◆ To do: Return every entry below exactly as written, minus the pictures.

◆ Records from a dataset:
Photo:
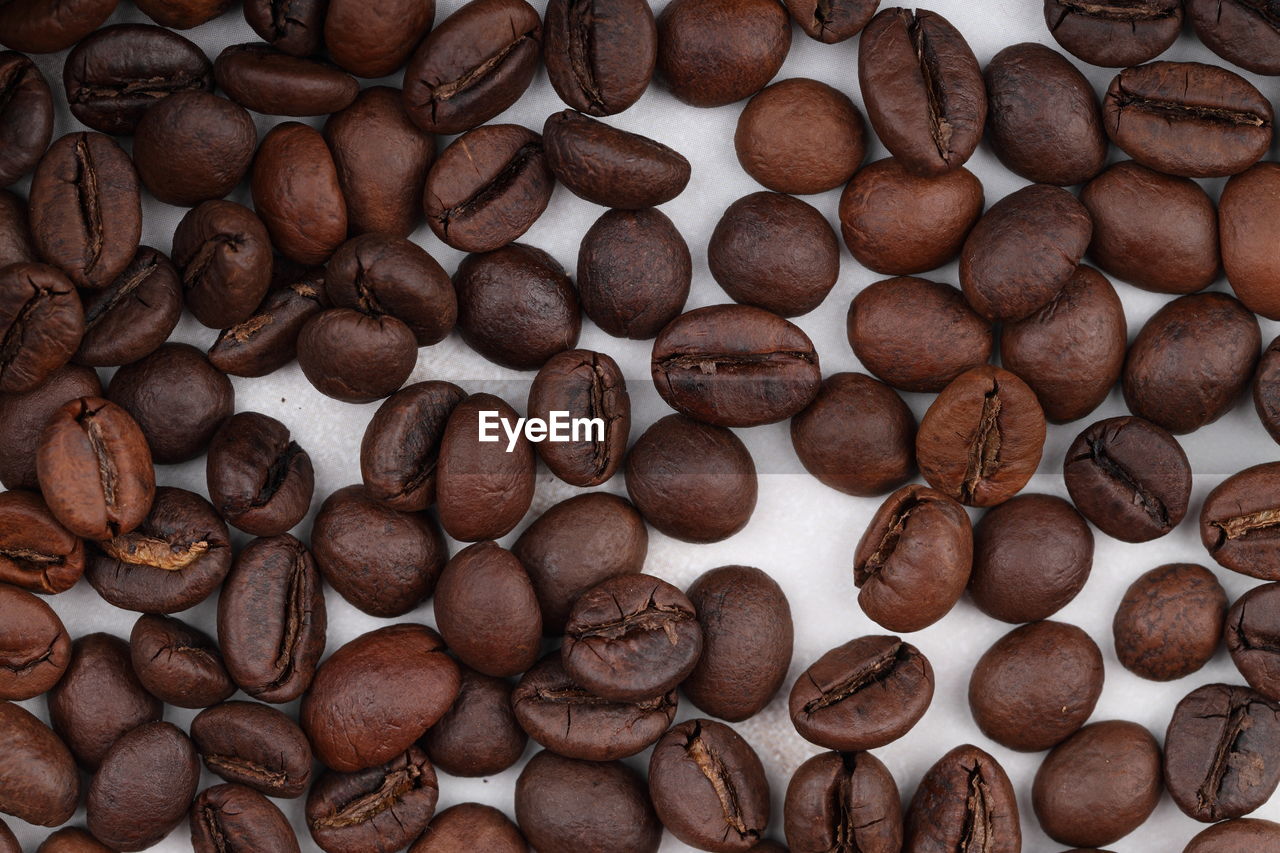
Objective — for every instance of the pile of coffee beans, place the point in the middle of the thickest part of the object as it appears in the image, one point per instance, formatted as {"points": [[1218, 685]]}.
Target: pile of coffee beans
{"points": [[301, 191]]}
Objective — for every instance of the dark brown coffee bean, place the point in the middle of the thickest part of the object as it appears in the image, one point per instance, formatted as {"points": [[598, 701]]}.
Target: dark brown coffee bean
{"points": [[1036, 685], [600, 53], [144, 787], [256, 746], [634, 273], [272, 619], [382, 160], [488, 187], [174, 560], [178, 664], [1152, 229], [691, 480], [1188, 119], [1223, 752], [576, 544], [275, 83], [863, 694], [474, 65], [39, 781]]}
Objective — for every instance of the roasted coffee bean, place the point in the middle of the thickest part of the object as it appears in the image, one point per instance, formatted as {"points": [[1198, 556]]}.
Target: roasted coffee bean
{"points": [[35, 648], [178, 664], [856, 436], [228, 819], [712, 53], [1043, 119], [474, 65], [224, 254], [487, 611], [844, 799], [36, 552], [1223, 752], [483, 489], [256, 746], [572, 721], [923, 90], [1188, 119], [1036, 685], [709, 788], [39, 781], [863, 694], [1151, 229], [746, 642], [964, 798], [1023, 251], [378, 694], [488, 187], [272, 619], [600, 53], [691, 480], [479, 735], [634, 273], [174, 560], [576, 544], [144, 787], [981, 439], [259, 479], [275, 83], [119, 72], [95, 469], [26, 117], [379, 808], [382, 160], [775, 252], [568, 804], [611, 167]]}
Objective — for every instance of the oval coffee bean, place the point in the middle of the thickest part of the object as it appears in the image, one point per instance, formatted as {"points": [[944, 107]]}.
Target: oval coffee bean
{"points": [[863, 694]]}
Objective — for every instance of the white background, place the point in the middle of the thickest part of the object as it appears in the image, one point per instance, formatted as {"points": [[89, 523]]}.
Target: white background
{"points": [[803, 533]]}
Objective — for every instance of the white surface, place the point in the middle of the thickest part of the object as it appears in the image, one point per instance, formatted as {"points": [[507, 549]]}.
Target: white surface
{"points": [[803, 533]]}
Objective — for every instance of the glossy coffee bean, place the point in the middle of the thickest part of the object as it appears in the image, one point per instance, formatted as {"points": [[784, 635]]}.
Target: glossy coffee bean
{"points": [[863, 694]]}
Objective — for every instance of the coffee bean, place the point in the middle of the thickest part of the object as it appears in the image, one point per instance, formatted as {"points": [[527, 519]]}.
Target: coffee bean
{"points": [[844, 799], [1129, 477], [256, 746], [144, 787], [178, 664], [275, 83], [568, 804], [479, 735], [488, 187], [36, 552], [1188, 119], [634, 273], [708, 787], [272, 619], [1223, 752], [1023, 251], [39, 781], [382, 160], [474, 65], [576, 544], [259, 479], [1036, 685], [481, 489], [174, 560], [863, 694], [26, 117], [572, 721], [1152, 229], [691, 480]]}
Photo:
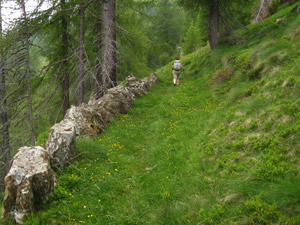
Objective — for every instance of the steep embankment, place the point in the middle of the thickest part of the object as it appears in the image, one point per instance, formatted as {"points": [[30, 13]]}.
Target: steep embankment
{"points": [[221, 148]]}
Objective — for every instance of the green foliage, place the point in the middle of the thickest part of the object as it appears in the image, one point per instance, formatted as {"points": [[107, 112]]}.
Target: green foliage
{"points": [[204, 152], [192, 39]]}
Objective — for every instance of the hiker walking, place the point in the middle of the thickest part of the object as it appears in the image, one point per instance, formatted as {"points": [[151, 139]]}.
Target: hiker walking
{"points": [[176, 68]]}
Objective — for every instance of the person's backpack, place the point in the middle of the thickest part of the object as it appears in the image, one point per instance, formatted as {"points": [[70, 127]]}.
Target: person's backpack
{"points": [[177, 65]]}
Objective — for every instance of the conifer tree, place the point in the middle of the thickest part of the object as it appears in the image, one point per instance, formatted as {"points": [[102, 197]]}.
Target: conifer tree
{"points": [[5, 148]]}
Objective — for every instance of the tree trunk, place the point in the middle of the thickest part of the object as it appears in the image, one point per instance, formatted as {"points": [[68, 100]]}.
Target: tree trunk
{"points": [[27, 61], [5, 153], [214, 33], [98, 86], [65, 46], [108, 69], [80, 88]]}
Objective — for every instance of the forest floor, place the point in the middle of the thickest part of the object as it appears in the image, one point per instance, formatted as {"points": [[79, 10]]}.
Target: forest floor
{"points": [[223, 147]]}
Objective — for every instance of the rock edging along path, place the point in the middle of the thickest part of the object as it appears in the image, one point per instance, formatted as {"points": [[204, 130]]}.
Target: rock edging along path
{"points": [[31, 177]]}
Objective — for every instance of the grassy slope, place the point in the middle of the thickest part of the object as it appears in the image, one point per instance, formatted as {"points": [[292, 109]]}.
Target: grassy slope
{"points": [[222, 148]]}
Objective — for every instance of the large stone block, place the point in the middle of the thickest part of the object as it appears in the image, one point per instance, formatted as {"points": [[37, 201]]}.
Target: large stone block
{"points": [[28, 183], [88, 120], [61, 143]]}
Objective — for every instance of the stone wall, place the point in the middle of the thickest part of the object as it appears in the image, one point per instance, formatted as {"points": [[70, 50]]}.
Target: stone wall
{"points": [[31, 178]]}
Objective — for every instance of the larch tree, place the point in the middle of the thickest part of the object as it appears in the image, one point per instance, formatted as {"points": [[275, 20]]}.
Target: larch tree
{"points": [[27, 64], [217, 10], [81, 52], [212, 6], [98, 76], [5, 147], [64, 56], [108, 65]]}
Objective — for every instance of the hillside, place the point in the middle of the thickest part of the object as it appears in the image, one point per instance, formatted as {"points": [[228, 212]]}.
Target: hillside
{"points": [[221, 148]]}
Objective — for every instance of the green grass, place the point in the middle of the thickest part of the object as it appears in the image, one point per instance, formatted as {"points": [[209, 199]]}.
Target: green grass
{"points": [[202, 152]]}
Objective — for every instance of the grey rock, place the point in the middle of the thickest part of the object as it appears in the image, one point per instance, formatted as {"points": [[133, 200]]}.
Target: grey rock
{"points": [[61, 143], [28, 183]]}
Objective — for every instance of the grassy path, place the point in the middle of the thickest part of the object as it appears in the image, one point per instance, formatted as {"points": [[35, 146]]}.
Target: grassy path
{"points": [[146, 168]]}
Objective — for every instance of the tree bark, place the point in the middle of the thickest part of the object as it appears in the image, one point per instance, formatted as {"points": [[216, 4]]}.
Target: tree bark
{"points": [[5, 153], [65, 46], [98, 86], [27, 61], [80, 88], [214, 33], [108, 69]]}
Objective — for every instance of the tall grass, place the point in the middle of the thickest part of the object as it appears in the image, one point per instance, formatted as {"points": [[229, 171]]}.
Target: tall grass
{"points": [[204, 152]]}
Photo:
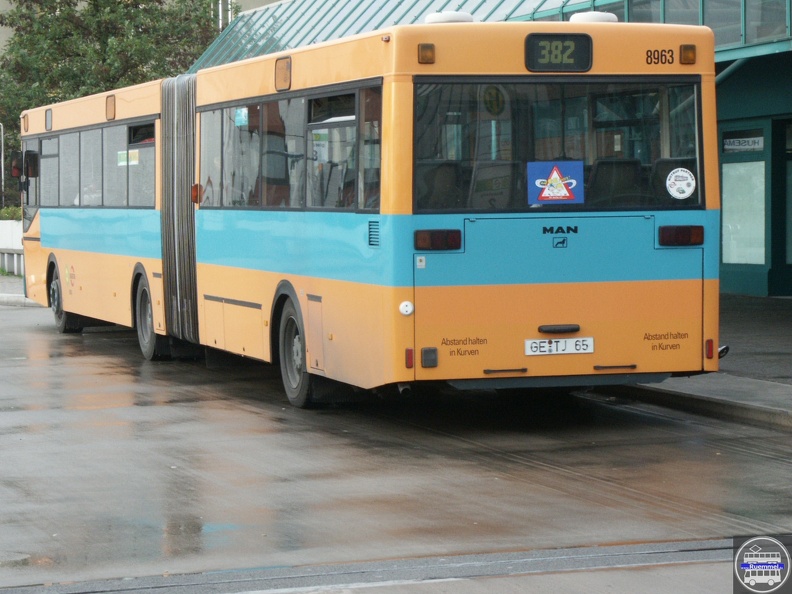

◆ Solution for this task:
Photo:
Objective — for every instance of the pile of coffee beans, place the point in the middle of the thickest part of the object as it appears in the image, one point per instance, formatted as {"points": [[1218, 685]]}.
Target: pile of coffee beans
{"points": [[301, 191]]}
Objective — for every instance of the dark brown coffee bean, place the point in the middle of the thickest part of the object as it appears in the image, one point per instance, formatted as {"points": [[598, 701]]}.
Target: dark brown coffee bean
{"points": [[1036, 685], [600, 53], [144, 787], [256, 746], [634, 273], [272, 619], [382, 160], [488, 187], [174, 560], [178, 664], [1152, 229], [691, 480], [1188, 119], [1223, 752], [576, 544], [275, 83], [863, 694], [474, 65], [39, 781]]}
Objective — for every instance of the roasted coffee bean, place the point in the middle of the thickest part of the object as it appears in the image, one point per instance, formatted as {"points": [[1198, 556]]}.
Target: roasted coffee bean
{"points": [[35, 648], [178, 664], [856, 436], [228, 819], [712, 53], [1043, 119], [474, 65], [224, 254], [487, 611], [844, 799], [36, 552], [1223, 752], [483, 489], [256, 746], [572, 721], [923, 90], [1188, 119], [1036, 685], [709, 788], [39, 781], [863, 694], [1151, 229], [746, 642], [964, 798], [1023, 251], [378, 694], [488, 187], [272, 619], [600, 53], [691, 480], [479, 735], [634, 273], [174, 560], [576, 544], [144, 787], [981, 439], [259, 479], [275, 83], [119, 72], [95, 469], [26, 117], [379, 808], [382, 160], [775, 252], [568, 804], [611, 167]]}
Objective — for every instance of the oval coffee bean, place the point in the middle of the thickest part of the object as it appears in the image, one point per instance, formatted as {"points": [[944, 107]]}.
Target: oval coffee bean
{"points": [[863, 694]]}
Objective — for every instance of the white background, place the point in the middle of the thickest part of the object as it appears in the image, one point per instance, formatted as {"points": [[89, 523]]}.
Target: white background
{"points": [[803, 533]]}
Objective — for every instance of the white surface, place the point in the middle of the thickest part of the object as it appears in the image, one point per instance, formatted as {"points": [[507, 549]]}.
Target: white surface
{"points": [[803, 533]]}
Objective — for every instance of the glossy coffee bean, place the point in the middle of the thickest part of the object as it appears in the image, one point per instance, formatted as {"points": [[784, 635]]}.
Target: glossy coffee bean
{"points": [[863, 694]]}
Objective — for every instance of the coffee bean, place the point in the middle of the thickest part of the object as it appears in the image, one point per instance, formatted as {"points": [[527, 519]]}.
Target: coffee bean
{"points": [[844, 799], [1129, 477], [256, 746], [144, 787], [178, 664], [275, 83], [568, 804], [479, 735], [488, 187], [36, 552], [1188, 119], [634, 273], [708, 787], [272, 619], [1223, 752], [1023, 251], [39, 781], [382, 160], [474, 65], [576, 544], [259, 479], [1036, 685], [481, 489], [174, 560], [863, 694], [26, 117], [572, 721], [1152, 229], [691, 480]]}
Photo:
Objective — for every instance of the steep embankment, place the point in the middle of the thickest part of the object as it appears in the image, one point per instance, formatted as {"points": [[30, 13]]}.
Target: steep embankment
{"points": [[221, 148]]}
Objective — for every instance of the green foliage, place the point in the middle of the thickest part of the object as it appears in the image, one point per instance, formatted as {"points": [[107, 112]]}.
Target: green foliage
{"points": [[204, 152], [192, 39]]}
Objective — for every instance of the hiker walking, place the point in the middle of the thickest part of the object as it appears in the image, one point per instance, formatted as {"points": [[151, 139]]}.
Target: hiker walking
{"points": [[176, 68]]}
Objective — for every instance of the person's backpack, place the point in the middle of the thickest part of the object as it appears in the image, one point per instance, formatted as {"points": [[70, 127]]}.
Target: person's backpack
{"points": [[177, 65]]}
Objective — for every instance of the conifer tree, place the point in the middle of the thickest part of the object as it appears in the image, one point per instance, formatted as {"points": [[102, 197]]}.
Target: conifer tree
{"points": [[5, 148]]}
Objective — for every instance of the tree trunk, place the point in the middle of the thickest part of the object as it appears in the image, one point per instance, formatted as {"points": [[68, 100]]}.
Target: tree trunk
{"points": [[27, 61], [5, 153], [214, 33], [98, 86], [65, 46], [108, 69], [80, 88]]}
Objective — for every instance of the forest floor, place the point in the middle of the thickest part of the object as it appears in the image, one point per instance, formatted as {"points": [[79, 10]]}.
Target: forest floor
{"points": [[223, 147]]}
Objective — for every instance of the rock edging along path, place the point in the middle of the thickest part of the object as it appears in the image, one point per instance, formatted as {"points": [[204, 130]]}.
Target: rock edging along path
{"points": [[31, 177]]}
Objective — for every instance of the grassy slope, place the point in the middle of the thickest part of the object as it appears in the image, one point per instance, formatted as {"points": [[292, 109]]}.
Target: grassy slope
{"points": [[222, 148]]}
Objective — for every instance of the large stone block, place the point in the middle of the thickest part of the object as it appears in the image, one point per instance, formatted as {"points": [[37, 201]]}.
Target: large stone block
{"points": [[28, 183], [88, 120], [61, 143]]}
Objective — for every instance of the stone wall, place the point in the middle of the thickest part of the object as it appears in the image, one point per instance, formatted as {"points": [[70, 50]]}.
Target: stone wall
{"points": [[31, 178]]}
Objective — for every instance of the larch tree, place the point in the middle of the thickest part of the object as it appears in the image, one point per instance, formatted as {"points": [[275, 20]]}.
Target: larch tree
{"points": [[27, 64], [217, 10], [81, 52], [212, 6], [98, 76], [5, 147], [64, 56], [108, 65]]}
Objective — for every instance of the hillside, place the point in the middle of the thickest part of the object as it appears in the image, one point per instance, formatted as {"points": [[228, 212]]}.
Target: hillside
{"points": [[221, 148]]}
Objective — for every instance of the green grass, place the point in the middle of the thickest part of the object as it appears in the image, one point per instance, formatted as {"points": [[209, 199]]}.
Target: green grass
{"points": [[202, 152]]}
Objective — for every instance of the grey rock, place the point in the middle of the thickest part of the object as it appears in the image, one point per instance, formatted as {"points": [[133, 200]]}.
Target: grey rock
{"points": [[61, 143], [28, 183]]}
Objective — for every instance of the grassy path, place the point in the middle of the thickest part of the object as it appears in the image, one point per instance, formatted as {"points": [[35, 146]]}.
Target: grassy path
{"points": [[146, 168]]}
Objective — for every instance of the tree bark, place the point in the middle of the thickest part of the object as it appears in the image, one point per instance, formatted as {"points": [[216, 4]]}.
Target: tree bark
{"points": [[5, 153], [65, 46], [98, 86], [27, 61], [80, 88], [214, 33], [108, 69]]}
Objective — for every instance of the tall grass, place the point in the middle of the thickest part of the object as it appears in the image, one point per instance, formatted as {"points": [[229, 171]]}.
Target: tall grass
{"points": [[204, 152]]}
Photo:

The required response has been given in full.